#### [Goal of the exercise]
Every line of the records below that has the word "segment" should be copied.

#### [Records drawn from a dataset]
● ● ● ● ● ● ●
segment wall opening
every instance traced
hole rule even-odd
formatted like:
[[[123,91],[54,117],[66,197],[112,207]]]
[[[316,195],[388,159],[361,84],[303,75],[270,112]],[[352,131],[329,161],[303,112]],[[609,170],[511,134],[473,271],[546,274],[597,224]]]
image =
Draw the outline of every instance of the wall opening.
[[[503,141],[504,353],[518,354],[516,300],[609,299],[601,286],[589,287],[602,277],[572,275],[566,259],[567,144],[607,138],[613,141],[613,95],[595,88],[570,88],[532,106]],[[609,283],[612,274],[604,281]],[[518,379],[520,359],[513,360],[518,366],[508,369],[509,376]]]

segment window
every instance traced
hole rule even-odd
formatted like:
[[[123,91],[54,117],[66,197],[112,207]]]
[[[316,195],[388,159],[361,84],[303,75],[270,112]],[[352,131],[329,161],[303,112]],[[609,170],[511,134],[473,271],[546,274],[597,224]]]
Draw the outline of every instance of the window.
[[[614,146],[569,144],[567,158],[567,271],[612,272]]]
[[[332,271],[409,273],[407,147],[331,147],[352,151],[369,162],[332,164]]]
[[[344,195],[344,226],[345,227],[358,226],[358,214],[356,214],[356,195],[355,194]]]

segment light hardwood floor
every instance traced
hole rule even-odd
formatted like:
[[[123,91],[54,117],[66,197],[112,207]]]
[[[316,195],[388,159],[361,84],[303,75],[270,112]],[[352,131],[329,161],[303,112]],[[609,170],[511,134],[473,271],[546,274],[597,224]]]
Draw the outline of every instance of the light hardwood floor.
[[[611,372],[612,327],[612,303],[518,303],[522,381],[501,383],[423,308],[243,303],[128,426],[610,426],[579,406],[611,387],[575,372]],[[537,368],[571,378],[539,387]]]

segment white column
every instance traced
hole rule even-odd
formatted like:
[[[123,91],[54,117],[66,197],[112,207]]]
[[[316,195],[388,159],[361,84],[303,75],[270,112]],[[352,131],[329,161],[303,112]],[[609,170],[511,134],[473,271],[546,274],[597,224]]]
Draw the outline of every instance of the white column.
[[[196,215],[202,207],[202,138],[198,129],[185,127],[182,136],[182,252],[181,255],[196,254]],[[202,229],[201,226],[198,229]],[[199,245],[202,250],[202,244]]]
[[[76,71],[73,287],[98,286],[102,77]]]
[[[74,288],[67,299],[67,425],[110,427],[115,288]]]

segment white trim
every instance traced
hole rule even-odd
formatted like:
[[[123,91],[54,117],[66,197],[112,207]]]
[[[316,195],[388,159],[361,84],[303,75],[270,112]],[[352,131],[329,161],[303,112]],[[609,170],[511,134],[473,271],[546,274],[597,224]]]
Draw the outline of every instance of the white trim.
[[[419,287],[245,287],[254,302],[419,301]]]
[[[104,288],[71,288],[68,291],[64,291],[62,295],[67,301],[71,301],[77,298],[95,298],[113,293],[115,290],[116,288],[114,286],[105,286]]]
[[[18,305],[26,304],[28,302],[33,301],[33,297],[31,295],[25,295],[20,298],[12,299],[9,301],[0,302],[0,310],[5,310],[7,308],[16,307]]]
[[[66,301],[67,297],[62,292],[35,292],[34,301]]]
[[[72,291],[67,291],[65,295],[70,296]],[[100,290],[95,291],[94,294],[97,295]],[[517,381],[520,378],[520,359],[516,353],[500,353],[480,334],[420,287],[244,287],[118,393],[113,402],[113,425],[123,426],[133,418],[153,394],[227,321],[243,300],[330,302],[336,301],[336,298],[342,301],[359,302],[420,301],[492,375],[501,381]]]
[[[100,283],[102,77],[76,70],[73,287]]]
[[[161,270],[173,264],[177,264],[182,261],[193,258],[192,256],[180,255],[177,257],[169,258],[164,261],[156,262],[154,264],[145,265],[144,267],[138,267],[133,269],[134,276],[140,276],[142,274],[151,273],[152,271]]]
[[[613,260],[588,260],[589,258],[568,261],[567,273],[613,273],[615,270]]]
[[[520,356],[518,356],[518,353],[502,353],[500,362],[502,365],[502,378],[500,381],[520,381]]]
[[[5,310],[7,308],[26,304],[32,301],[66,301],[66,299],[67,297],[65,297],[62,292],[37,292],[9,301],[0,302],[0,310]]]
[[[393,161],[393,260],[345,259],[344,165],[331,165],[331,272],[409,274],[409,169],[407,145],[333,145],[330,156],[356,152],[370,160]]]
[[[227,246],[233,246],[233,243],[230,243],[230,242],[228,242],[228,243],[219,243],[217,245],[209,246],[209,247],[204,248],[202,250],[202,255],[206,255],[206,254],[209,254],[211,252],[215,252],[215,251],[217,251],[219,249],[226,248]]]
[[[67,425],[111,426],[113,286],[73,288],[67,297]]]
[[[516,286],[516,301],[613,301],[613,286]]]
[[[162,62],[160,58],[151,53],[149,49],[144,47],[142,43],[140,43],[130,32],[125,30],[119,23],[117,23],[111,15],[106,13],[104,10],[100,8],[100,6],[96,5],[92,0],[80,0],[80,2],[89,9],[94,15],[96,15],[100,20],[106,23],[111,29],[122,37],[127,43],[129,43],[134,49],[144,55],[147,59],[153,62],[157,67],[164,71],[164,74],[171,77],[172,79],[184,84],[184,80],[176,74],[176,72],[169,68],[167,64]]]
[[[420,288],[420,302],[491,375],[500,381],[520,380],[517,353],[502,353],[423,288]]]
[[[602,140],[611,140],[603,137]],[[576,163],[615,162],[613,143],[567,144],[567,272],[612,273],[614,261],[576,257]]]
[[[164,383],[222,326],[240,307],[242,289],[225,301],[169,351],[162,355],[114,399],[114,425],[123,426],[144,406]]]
● ● ● ● ● ● ●
#### [Written answer]
segment wall opening
segment window
segment light hardwood floor
segment white column
segment white trim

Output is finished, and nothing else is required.